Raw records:
.....
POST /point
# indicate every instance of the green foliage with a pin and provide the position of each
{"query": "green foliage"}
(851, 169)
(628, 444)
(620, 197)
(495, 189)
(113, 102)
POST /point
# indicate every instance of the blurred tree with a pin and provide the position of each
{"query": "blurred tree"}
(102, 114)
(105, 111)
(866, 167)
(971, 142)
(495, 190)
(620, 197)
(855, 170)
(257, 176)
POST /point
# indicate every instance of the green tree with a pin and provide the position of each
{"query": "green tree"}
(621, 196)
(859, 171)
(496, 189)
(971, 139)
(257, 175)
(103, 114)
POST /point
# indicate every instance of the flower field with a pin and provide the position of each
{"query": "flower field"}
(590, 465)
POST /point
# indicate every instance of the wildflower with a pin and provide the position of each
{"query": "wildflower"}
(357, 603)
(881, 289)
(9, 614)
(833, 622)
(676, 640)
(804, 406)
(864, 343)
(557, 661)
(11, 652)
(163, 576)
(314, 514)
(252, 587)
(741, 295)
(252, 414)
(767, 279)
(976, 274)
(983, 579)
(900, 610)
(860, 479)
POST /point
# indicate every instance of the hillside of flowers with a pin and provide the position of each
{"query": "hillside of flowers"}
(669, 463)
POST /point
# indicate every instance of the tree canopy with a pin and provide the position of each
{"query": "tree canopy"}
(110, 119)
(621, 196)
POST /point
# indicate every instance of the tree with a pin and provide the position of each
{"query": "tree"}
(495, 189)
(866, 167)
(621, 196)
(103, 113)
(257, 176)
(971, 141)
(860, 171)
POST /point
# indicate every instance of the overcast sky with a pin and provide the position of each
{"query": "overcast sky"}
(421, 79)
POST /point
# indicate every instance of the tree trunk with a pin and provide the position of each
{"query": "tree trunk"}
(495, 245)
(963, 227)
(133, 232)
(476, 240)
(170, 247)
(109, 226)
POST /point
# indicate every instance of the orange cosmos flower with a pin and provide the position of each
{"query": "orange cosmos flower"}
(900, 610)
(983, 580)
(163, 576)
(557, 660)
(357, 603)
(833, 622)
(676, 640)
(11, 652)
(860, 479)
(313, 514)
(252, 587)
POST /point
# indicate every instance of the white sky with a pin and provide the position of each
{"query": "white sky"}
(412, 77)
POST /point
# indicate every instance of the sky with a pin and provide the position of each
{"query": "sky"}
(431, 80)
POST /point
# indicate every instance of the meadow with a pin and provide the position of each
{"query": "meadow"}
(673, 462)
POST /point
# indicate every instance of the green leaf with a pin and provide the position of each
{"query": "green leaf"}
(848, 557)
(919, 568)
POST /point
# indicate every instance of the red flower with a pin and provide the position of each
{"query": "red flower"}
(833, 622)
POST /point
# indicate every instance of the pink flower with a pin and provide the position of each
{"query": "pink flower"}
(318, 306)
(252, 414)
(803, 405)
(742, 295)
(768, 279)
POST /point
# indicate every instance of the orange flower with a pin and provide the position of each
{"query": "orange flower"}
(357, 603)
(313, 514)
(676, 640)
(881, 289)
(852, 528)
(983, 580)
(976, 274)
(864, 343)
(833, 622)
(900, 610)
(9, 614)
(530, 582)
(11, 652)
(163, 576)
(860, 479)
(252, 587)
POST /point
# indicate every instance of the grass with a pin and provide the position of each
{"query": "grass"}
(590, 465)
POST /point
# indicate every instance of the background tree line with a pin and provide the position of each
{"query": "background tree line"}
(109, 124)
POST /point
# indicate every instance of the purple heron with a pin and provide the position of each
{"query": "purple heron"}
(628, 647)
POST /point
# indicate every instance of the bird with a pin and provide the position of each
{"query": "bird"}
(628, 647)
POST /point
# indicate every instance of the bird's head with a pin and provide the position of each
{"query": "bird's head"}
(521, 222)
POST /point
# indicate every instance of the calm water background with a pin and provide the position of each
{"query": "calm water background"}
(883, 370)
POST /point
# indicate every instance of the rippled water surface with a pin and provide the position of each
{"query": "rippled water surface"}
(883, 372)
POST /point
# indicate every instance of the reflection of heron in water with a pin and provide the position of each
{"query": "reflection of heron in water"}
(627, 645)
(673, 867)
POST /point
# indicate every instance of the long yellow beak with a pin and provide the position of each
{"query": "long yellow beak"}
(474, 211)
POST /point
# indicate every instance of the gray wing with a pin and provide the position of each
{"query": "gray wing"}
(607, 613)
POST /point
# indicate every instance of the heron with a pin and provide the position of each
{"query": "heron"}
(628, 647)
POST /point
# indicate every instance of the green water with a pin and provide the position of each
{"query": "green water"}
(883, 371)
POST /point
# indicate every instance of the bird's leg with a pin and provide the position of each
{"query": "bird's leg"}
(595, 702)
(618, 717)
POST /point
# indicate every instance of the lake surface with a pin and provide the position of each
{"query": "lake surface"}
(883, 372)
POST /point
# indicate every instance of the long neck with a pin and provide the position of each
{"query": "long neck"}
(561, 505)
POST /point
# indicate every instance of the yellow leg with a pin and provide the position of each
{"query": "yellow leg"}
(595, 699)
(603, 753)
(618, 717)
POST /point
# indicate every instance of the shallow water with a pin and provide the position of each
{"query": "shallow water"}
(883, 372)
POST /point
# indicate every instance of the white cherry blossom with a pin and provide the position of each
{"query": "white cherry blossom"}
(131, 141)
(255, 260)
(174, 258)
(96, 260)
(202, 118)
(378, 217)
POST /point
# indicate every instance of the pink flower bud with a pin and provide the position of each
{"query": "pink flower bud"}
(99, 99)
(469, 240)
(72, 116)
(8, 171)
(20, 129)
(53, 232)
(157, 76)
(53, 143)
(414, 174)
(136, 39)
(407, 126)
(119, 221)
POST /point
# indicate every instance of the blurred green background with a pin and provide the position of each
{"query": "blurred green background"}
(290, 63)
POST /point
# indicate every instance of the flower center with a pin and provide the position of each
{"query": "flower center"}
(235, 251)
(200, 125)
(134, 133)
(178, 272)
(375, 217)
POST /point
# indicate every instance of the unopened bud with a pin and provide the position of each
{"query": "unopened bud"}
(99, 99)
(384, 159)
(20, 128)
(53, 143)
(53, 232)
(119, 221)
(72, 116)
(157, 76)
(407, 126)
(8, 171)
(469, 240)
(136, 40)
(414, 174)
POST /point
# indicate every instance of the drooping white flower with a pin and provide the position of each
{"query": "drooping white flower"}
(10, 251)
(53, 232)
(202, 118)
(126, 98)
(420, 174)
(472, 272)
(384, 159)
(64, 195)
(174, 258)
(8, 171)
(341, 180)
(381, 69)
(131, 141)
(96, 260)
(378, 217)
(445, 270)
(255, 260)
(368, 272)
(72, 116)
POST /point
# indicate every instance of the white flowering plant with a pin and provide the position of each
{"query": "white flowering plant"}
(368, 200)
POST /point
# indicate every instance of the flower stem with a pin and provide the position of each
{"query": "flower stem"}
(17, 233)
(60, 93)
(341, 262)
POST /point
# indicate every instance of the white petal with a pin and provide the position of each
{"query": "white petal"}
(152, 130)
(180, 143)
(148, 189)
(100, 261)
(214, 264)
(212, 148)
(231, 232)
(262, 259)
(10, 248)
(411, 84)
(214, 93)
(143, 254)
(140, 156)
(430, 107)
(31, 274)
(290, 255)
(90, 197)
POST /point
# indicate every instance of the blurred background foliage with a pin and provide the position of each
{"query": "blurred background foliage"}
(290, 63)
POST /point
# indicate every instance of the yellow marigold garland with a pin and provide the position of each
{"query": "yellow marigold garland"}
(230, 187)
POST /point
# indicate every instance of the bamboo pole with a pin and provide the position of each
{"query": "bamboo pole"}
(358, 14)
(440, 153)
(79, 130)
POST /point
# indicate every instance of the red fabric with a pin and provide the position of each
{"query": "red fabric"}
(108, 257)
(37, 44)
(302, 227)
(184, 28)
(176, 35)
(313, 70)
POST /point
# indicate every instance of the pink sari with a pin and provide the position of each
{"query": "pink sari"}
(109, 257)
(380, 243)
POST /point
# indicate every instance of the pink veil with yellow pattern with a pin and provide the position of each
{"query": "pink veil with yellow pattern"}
.....
■ **Brief**
Extract every line of the records that contains the string "grass". Case counts.

■ **Task output**
# indicate every instance of the grass with a pin and provide the position of each
{"query": "grass"}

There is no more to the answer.